Your task is to write out all of the records once more, exactly.

-------- Record excerpts --------

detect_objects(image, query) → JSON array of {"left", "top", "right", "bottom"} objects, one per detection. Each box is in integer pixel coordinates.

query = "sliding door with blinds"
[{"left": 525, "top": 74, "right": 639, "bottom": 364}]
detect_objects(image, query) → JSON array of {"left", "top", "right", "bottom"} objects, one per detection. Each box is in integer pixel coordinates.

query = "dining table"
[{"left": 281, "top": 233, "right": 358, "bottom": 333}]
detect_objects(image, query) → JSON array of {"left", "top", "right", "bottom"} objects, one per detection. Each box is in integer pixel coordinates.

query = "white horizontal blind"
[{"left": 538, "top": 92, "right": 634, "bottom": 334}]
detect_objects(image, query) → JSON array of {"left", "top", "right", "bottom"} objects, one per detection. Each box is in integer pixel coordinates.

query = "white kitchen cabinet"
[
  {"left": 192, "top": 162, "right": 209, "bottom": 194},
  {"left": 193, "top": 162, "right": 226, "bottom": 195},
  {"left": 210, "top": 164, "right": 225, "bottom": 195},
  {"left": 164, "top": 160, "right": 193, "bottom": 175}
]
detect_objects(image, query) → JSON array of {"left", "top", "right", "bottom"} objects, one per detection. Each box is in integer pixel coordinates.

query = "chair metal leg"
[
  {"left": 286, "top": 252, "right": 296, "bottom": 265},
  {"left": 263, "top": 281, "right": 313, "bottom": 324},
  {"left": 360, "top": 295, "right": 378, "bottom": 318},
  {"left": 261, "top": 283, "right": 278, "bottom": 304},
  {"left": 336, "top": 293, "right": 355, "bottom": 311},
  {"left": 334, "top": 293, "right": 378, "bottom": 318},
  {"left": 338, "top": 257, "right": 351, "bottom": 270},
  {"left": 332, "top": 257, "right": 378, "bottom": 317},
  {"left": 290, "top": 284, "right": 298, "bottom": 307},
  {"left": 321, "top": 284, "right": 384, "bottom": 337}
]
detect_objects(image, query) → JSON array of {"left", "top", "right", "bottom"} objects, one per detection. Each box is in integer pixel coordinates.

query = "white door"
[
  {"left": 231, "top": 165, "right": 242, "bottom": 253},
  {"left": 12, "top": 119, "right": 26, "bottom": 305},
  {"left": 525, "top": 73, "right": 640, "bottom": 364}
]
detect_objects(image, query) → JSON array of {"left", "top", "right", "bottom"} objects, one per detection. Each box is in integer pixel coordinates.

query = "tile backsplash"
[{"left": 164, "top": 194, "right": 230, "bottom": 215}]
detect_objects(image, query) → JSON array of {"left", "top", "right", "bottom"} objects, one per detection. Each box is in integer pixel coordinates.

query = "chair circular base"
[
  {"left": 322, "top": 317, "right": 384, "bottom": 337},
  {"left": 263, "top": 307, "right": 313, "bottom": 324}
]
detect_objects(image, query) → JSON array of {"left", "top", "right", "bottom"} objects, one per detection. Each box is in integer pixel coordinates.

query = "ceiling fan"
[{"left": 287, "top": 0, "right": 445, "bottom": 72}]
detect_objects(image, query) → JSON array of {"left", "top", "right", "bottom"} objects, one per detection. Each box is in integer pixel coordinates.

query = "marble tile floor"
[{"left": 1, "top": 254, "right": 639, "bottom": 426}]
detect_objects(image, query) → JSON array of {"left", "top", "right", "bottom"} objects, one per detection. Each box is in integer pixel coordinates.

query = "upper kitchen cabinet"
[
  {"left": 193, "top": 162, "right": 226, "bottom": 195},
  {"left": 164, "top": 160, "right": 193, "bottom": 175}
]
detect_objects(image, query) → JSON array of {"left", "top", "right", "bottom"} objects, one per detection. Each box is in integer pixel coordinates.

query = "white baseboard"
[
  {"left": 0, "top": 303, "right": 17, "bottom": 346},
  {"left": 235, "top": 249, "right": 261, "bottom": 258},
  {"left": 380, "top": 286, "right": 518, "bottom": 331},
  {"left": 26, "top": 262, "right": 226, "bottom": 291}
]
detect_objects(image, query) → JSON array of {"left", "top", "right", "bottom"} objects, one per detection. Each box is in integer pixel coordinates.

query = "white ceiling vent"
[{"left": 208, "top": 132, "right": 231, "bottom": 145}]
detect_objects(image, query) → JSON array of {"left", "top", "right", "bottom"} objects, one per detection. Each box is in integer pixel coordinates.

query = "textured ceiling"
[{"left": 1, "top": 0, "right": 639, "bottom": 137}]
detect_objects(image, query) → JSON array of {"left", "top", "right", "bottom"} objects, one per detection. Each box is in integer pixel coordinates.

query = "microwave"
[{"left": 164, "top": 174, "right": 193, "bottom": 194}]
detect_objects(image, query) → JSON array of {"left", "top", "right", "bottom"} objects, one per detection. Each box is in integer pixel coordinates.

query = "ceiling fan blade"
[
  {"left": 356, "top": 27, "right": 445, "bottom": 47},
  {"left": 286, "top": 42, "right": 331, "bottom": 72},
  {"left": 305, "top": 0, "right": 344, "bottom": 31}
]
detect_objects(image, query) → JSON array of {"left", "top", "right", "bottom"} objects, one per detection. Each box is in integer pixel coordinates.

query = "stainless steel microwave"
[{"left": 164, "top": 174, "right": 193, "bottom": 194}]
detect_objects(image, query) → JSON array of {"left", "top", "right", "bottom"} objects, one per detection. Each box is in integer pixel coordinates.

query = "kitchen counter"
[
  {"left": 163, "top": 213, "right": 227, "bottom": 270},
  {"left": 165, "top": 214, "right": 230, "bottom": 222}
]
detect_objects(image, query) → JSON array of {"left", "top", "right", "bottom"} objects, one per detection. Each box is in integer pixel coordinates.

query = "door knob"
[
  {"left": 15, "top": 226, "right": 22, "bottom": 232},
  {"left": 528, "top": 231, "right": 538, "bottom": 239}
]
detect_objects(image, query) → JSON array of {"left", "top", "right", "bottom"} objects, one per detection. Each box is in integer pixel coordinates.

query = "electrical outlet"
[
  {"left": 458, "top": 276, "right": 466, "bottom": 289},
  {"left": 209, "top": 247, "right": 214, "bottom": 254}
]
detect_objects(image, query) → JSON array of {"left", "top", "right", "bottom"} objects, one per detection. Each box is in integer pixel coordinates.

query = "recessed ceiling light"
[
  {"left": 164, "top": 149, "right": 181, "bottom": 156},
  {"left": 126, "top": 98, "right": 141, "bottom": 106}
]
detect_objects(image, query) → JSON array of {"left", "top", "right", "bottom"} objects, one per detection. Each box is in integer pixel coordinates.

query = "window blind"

--------

* _Expected output_
detect_objects(image, query) → JSON array of {"left", "top", "right", "bottom"} objects, one per detection. Each box is in integer pixel coordinates.

query = "sliding door with blinds"
[{"left": 525, "top": 74, "right": 639, "bottom": 364}]
detect_objects(image, query) → JSON array of {"left", "top", "right", "bottom"} objects, one per detection. Each box is in integer pixel coordinates.

query = "dining table"
[{"left": 281, "top": 233, "right": 358, "bottom": 333}]
detect_objects(image, query) → JSON array of {"left", "top", "right", "bottom"} objects, one per detection. Each box is in integer pixel coordinates.

query = "white horizontal blind"
[{"left": 538, "top": 92, "right": 634, "bottom": 334}]
detect_objects(image, query) → JSON array of {"left", "top", "right", "bottom"} objects, one per detection. Each box is in integer pixel coordinates.

query = "white kitchen cabinet"
[
  {"left": 192, "top": 162, "right": 209, "bottom": 194},
  {"left": 193, "top": 162, "right": 226, "bottom": 195},
  {"left": 210, "top": 164, "right": 225, "bottom": 195},
  {"left": 164, "top": 160, "right": 193, "bottom": 175}
]
detect_objects(image, query) → JSON array of {"left", "top", "right", "bottom"} objects, one per detection. Each box is in integer pixel coordinates.

query = "chair metal leg"
[
  {"left": 286, "top": 252, "right": 296, "bottom": 265},
  {"left": 263, "top": 281, "right": 313, "bottom": 324},
  {"left": 360, "top": 295, "right": 378, "bottom": 318},
  {"left": 261, "top": 283, "right": 278, "bottom": 304},
  {"left": 336, "top": 293, "right": 355, "bottom": 311},
  {"left": 334, "top": 293, "right": 378, "bottom": 318},
  {"left": 338, "top": 257, "right": 351, "bottom": 270},
  {"left": 332, "top": 257, "right": 378, "bottom": 317},
  {"left": 290, "top": 284, "right": 298, "bottom": 307},
  {"left": 321, "top": 284, "right": 384, "bottom": 337}
]
detect_objects(image, query) → JSON array of {"left", "top", "right", "bottom"} objects, one per detection. Each box is in integer pixel coordinates.

query = "white door"
[
  {"left": 231, "top": 165, "right": 242, "bottom": 253},
  {"left": 12, "top": 119, "right": 26, "bottom": 305},
  {"left": 525, "top": 73, "right": 640, "bottom": 364}
]
detect_objects(image, query) → JSON array of {"left", "top", "right", "bottom"} objects, one per detection. Each box is in integer pixel coordinates.

query = "tile backsplash"
[{"left": 164, "top": 194, "right": 230, "bottom": 215}]
detect_objects(image, query) → JSON array of {"left", "top", "right", "bottom"} objects, one per detection. Each box is in integer pixel coordinates.

query = "chair circular base"
[
  {"left": 322, "top": 317, "right": 384, "bottom": 337},
  {"left": 263, "top": 307, "right": 313, "bottom": 324}
]
detect_objects(image, query) → JSON array of {"left", "top", "right", "bottom"} objects, one per detection. Each box is in integer pixel coordinates.

query = "ceiling fan"
[{"left": 287, "top": 0, "right": 445, "bottom": 72}]
detect_objects(image, query) → JSON array of {"left", "top", "right", "bottom"} objects, one per detection. Each box is in integer pixel coordinates.

query = "marble tile floor"
[{"left": 1, "top": 254, "right": 639, "bottom": 426}]
detect_objects(image, query) → JSON array of {"left", "top", "right", "bottom"} objects, one per detection. Each box is in integer pixel coordinates.

query = "upper kitchen cabinet"
[
  {"left": 193, "top": 162, "right": 226, "bottom": 195},
  {"left": 164, "top": 160, "right": 193, "bottom": 175}
]
detect_objects(image, query) → JSON array of {"left", "top", "right", "bottom"} objects, one per detection. Each box is in integer pixel coordinates.

query = "white baseboard"
[
  {"left": 0, "top": 303, "right": 17, "bottom": 346},
  {"left": 235, "top": 249, "right": 261, "bottom": 258},
  {"left": 380, "top": 286, "right": 518, "bottom": 331},
  {"left": 26, "top": 262, "right": 226, "bottom": 291}
]
detect_objects(image, query) → JSON array of {"left", "top", "right", "bottom"} objects, one per detection. Each box is in integer pixel coordinates.

query = "white ceiling vent"
[{"left": 208, "top": 132, "right": 231, "bottom": 145}]
detect_objects(image, query) → JSON array of {"left", "top", "right", "bottom"} objects, one per detection. Each box is in integer pixel coordinates.

query = "textured ceiling"
[{"left": 1, "top": 0, "right": 639, "bottom": 137}]
detect_objects(image, query) → JSON array of {"left", "top", "right", "bottom"} objects, one per detection. Each box is in integer pixel coordinates.

query = "microwave"
[{"left": 164, "top": 174, "right": 193, "bottom": 194}]
detect_objects(image, query) → JSON array of {"left", "top", "right", "bottom"} objects, one per detection. Each box is in integer pixel coordinates.

query = "ceiling fan blade"
[
  {"left": 356, "top": 27, "right": 445, "bottom": 47},
  {"left": 286, "top": 42, "right": 331, "bottom": 72},
  {"left": 305, "top": 0, "right": 344, "bottom": 31}
]
detect_objects(image, query) → JSON array of {"left", "top", "right", "bottom"} objects, one per detection. Each box is in integer pixel coordinates.

query = "stainless steel microwave"
[{"left": 164, "top": 174, "right": 193, "bottom": 194}]
detect_objects(image, query) → JSON array of {"left", "top", "right", "bottom"} objects, one per detection. Each box is in integer pixel coordinates.

query = "kitchen counter"
[
  {"left": 163, "top": 213, "right": 227, "bottom": 270},
  {"left": 165, "top": 214, "right": 230, "bottom": 222}
]
detect_objects(image, query) → JSON array of {"left", "top", "right", "bottom"} objects, one per detection. Each box is in integer pixel coordinates.

query = "door knob"
[
  {"left": 15, "top": 226, "right": 22, "bottom": 232},
  {"left": 528, "top": 231, "right": 538, "bottom": 239}
]
detect_objects(image, query) → JSON array of {"left", "top", "right", "bottom"} objects, one per detection. Each box is in integer pixel coordinates.

query = "electrical outlet"
[
  {"left": 458, "top": 276, "right": 466, "bottom": 289},
  {"left": 209, "top": 247, "right": 214, "bottom": 254}
]
detect_objects(image, query) → JSON array of {"left", "top", "right", "bottom"} objects, one per detection. Each box is in integer pixel coordinates.

query = "recessed ceiling light"
[
  {"left": 164, "top": 149, "right": 181, "bottom": 156},
  {"left": 126, "top": 98, "right": 141, "bottom": 106}
]
detect_objects(image, query) → JSON array of {"left", "top", "right", "bottom"} objects, one per detection. Each box is in integer pixel coordinates.

query = "window blind"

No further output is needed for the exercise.